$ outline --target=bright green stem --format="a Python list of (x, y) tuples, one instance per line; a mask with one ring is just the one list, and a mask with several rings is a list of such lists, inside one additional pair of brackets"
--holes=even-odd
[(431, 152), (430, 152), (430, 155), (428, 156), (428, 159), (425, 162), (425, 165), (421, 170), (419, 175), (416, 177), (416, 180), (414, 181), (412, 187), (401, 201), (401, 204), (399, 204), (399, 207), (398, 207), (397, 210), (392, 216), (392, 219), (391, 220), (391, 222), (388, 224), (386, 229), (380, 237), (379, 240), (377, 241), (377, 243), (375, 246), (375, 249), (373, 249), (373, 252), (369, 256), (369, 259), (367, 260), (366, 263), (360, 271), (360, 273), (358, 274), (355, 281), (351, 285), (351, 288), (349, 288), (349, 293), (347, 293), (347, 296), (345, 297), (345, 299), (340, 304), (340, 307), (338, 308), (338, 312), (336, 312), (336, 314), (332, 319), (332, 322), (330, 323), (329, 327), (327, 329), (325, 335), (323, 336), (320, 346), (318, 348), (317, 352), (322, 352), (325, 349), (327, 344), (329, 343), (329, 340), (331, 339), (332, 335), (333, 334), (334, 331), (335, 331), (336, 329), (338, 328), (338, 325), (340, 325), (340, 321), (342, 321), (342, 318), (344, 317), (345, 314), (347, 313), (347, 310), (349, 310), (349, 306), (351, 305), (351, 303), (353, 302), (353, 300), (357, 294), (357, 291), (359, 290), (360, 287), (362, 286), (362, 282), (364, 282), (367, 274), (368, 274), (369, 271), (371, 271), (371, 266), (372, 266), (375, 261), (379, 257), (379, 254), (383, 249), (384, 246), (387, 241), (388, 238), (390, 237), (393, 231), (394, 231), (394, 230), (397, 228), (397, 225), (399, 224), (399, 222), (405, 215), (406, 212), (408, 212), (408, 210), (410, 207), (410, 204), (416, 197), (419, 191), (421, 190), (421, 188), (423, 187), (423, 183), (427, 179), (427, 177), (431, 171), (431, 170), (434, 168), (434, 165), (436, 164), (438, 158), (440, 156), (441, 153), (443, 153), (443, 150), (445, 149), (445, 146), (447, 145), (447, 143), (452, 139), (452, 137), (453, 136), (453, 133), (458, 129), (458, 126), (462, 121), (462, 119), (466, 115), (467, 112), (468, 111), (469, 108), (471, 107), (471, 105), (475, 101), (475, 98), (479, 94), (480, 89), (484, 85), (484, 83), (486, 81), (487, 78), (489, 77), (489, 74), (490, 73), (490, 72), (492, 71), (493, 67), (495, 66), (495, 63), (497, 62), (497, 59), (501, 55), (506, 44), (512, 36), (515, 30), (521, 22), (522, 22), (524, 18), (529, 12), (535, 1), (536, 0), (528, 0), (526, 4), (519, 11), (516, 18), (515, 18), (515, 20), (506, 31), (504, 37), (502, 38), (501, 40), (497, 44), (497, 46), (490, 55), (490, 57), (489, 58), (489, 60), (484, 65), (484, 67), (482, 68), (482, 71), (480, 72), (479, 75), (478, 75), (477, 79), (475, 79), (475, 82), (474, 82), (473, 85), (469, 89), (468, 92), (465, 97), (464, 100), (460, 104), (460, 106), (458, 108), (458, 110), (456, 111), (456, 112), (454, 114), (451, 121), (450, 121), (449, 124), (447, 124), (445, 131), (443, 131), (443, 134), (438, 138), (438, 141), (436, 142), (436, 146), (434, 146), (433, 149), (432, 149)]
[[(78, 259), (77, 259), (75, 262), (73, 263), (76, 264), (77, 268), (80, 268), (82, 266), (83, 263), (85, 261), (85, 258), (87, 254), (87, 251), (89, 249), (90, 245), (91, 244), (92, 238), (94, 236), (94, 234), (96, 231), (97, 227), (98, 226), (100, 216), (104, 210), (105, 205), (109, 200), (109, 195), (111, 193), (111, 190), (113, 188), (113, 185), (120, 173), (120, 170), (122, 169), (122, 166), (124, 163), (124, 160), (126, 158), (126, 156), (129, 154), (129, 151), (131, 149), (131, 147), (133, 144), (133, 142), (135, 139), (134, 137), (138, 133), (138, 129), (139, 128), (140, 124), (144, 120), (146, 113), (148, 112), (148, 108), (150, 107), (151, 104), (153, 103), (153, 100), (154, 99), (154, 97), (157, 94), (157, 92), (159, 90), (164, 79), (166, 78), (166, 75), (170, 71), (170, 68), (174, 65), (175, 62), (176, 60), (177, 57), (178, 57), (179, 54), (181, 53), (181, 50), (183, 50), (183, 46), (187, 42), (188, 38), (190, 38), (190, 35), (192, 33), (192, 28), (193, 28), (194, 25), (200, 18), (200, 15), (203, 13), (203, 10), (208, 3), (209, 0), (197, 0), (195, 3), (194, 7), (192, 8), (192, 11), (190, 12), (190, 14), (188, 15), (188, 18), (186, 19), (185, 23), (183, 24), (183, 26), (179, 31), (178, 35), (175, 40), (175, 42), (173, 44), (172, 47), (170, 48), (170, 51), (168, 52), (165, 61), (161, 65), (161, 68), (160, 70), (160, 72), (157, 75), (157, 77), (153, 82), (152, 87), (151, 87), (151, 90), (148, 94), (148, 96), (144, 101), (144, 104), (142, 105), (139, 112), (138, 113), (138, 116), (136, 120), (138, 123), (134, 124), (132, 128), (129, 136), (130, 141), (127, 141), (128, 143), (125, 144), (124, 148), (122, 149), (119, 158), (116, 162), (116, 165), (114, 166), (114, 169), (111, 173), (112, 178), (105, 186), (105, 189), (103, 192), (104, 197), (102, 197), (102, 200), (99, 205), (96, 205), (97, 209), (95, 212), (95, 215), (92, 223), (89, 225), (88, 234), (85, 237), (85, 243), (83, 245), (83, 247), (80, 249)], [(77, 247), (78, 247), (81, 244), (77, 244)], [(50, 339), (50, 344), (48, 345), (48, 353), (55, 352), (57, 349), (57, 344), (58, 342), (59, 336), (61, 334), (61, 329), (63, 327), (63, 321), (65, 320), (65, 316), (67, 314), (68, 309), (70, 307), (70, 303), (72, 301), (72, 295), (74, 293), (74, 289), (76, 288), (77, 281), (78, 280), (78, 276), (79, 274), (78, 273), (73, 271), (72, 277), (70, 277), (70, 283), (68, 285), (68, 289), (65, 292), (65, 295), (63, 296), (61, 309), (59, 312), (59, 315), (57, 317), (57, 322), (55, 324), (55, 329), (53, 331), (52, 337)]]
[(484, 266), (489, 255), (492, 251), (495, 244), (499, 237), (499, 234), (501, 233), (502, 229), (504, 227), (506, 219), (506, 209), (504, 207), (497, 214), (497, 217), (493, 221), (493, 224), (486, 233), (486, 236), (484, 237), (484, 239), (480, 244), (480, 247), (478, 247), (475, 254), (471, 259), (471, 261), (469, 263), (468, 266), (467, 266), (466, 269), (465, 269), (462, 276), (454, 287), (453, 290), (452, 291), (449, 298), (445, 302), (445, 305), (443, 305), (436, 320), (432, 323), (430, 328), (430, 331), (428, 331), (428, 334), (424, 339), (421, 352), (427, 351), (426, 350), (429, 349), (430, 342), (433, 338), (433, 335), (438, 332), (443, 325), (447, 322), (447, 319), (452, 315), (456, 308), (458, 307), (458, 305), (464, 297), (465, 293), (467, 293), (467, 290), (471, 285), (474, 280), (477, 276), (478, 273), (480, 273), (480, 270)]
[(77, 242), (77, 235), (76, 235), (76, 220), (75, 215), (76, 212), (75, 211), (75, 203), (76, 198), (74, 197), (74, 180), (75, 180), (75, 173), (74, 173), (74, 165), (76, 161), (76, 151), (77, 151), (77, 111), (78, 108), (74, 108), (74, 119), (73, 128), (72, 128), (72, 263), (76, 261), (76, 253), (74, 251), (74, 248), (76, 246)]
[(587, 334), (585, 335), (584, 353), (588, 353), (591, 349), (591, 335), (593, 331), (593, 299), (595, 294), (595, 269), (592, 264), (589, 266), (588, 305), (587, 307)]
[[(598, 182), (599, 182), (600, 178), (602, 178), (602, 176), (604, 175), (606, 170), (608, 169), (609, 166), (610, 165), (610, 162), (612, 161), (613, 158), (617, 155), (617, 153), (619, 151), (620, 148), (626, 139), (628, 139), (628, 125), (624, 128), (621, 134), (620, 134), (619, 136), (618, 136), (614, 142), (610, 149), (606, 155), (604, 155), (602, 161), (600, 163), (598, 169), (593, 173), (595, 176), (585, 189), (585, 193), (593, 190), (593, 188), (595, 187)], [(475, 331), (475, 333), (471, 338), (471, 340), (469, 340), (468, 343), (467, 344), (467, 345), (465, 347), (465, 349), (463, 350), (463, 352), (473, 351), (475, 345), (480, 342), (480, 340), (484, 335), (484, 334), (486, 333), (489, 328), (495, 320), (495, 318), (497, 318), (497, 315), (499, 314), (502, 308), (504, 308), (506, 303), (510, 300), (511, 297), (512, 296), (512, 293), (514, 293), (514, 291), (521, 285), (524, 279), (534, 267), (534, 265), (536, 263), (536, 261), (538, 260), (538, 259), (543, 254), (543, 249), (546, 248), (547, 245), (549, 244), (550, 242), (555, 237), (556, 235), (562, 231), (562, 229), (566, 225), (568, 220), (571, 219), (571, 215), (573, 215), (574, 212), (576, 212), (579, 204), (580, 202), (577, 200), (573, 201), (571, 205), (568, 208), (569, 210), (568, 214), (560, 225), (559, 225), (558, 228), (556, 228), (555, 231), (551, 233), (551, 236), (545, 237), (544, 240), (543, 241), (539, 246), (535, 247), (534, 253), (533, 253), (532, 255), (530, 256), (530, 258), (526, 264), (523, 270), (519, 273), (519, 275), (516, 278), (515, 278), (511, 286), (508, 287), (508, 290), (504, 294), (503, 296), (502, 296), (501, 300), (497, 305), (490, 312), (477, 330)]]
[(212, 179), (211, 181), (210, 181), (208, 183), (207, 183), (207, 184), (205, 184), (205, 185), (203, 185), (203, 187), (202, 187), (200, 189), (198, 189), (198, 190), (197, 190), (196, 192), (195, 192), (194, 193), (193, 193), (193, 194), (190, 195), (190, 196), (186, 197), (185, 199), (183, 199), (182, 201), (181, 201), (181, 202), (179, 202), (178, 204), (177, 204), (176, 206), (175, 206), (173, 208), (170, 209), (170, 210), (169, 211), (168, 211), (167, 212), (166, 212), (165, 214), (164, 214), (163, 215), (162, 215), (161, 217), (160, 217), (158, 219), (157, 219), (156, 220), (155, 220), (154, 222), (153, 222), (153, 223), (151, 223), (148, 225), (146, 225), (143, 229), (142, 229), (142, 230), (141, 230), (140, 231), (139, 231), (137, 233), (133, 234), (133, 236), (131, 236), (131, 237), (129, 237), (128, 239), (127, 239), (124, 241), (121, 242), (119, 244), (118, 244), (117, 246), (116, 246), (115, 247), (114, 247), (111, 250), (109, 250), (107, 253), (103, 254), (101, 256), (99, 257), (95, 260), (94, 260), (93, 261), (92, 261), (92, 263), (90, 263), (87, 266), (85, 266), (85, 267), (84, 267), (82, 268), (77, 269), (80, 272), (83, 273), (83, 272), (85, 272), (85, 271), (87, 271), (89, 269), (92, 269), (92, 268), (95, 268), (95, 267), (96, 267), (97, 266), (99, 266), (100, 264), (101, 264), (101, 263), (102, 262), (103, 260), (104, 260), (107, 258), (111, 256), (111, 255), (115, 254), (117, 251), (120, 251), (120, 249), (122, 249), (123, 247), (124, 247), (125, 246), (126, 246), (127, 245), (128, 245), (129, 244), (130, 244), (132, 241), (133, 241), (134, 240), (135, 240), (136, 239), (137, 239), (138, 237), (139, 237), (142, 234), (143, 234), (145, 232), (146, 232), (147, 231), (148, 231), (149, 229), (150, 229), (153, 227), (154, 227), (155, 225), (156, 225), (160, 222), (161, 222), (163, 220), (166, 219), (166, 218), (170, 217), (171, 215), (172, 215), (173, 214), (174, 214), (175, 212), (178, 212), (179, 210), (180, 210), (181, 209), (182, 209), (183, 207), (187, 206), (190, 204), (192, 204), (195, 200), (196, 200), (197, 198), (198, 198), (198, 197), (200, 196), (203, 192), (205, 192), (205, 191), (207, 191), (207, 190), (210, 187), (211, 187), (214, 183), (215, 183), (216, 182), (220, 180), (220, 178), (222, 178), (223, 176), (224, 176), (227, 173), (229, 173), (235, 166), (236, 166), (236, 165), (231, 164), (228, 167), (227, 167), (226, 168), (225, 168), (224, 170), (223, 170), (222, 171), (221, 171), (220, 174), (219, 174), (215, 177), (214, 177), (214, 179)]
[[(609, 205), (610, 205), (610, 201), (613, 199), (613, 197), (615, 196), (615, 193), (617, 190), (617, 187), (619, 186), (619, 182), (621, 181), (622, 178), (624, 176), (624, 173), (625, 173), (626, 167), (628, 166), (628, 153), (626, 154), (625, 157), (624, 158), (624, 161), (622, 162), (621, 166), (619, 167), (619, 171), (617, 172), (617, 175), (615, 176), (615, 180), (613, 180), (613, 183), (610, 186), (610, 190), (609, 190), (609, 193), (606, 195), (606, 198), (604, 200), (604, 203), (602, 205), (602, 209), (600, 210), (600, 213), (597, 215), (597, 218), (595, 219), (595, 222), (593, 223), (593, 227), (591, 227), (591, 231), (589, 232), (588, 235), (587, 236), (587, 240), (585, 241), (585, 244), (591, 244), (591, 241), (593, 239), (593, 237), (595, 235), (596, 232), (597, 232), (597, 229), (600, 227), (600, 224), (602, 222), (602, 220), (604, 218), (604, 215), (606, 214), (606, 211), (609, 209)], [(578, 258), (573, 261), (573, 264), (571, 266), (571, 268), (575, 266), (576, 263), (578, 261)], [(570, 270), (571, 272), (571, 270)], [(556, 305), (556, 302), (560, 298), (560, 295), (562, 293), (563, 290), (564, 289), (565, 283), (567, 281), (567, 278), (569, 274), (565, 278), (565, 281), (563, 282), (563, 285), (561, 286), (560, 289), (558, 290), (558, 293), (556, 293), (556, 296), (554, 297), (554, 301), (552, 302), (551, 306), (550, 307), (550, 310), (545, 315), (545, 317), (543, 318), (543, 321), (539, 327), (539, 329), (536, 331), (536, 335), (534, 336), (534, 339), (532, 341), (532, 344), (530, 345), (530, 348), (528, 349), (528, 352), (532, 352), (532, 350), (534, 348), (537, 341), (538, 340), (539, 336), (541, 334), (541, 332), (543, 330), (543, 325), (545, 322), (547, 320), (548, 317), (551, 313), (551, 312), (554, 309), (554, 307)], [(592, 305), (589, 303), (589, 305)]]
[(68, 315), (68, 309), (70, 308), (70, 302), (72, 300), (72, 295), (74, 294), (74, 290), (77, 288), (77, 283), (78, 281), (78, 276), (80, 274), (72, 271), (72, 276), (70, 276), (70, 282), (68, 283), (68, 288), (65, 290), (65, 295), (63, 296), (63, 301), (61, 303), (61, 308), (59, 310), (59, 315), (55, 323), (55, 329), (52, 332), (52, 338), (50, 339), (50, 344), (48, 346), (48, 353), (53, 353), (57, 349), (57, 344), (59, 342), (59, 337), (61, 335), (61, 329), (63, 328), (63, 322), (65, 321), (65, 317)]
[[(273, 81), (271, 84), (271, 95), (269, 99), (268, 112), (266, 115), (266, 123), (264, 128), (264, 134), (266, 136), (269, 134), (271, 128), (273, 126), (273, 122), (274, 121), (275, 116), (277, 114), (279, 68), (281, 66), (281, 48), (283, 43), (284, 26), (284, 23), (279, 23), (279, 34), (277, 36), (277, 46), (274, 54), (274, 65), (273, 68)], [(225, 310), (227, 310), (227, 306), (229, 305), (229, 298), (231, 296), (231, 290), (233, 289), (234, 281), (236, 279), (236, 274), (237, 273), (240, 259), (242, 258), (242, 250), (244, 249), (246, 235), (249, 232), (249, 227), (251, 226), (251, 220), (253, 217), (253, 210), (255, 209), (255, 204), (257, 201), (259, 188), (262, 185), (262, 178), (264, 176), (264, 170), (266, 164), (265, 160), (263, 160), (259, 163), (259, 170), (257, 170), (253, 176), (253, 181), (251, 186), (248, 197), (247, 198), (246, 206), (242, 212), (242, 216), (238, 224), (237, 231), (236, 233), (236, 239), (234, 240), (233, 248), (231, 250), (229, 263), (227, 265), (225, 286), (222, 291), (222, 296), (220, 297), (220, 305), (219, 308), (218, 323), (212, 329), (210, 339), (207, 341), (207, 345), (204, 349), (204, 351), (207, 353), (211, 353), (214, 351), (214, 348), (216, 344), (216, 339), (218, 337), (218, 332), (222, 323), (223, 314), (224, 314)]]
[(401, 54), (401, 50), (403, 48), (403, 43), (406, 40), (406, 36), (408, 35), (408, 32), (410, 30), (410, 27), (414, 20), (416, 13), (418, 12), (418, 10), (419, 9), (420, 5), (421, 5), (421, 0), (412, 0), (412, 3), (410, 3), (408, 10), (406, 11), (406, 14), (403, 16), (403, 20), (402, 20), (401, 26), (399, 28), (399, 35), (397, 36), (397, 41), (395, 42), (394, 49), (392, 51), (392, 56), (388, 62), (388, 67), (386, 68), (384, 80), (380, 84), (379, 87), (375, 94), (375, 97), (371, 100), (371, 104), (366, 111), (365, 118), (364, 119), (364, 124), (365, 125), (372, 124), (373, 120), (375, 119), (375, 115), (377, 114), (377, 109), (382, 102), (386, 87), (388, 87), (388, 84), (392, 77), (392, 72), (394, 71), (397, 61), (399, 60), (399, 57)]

- [WORK TO DO]
Retype the lines above exactly, from the start of the records through the line that contains "--holes=even-odd".

- [RESULT OF THIS EXERCISE]
$ outline --target=bright green stem --format="a Python list of (x, y) tuples, one instance per line; a mask with one ring is just the one list, and a mask with several rings is a list of such lists, inside one additional pair of brackets"
--holes=even-odd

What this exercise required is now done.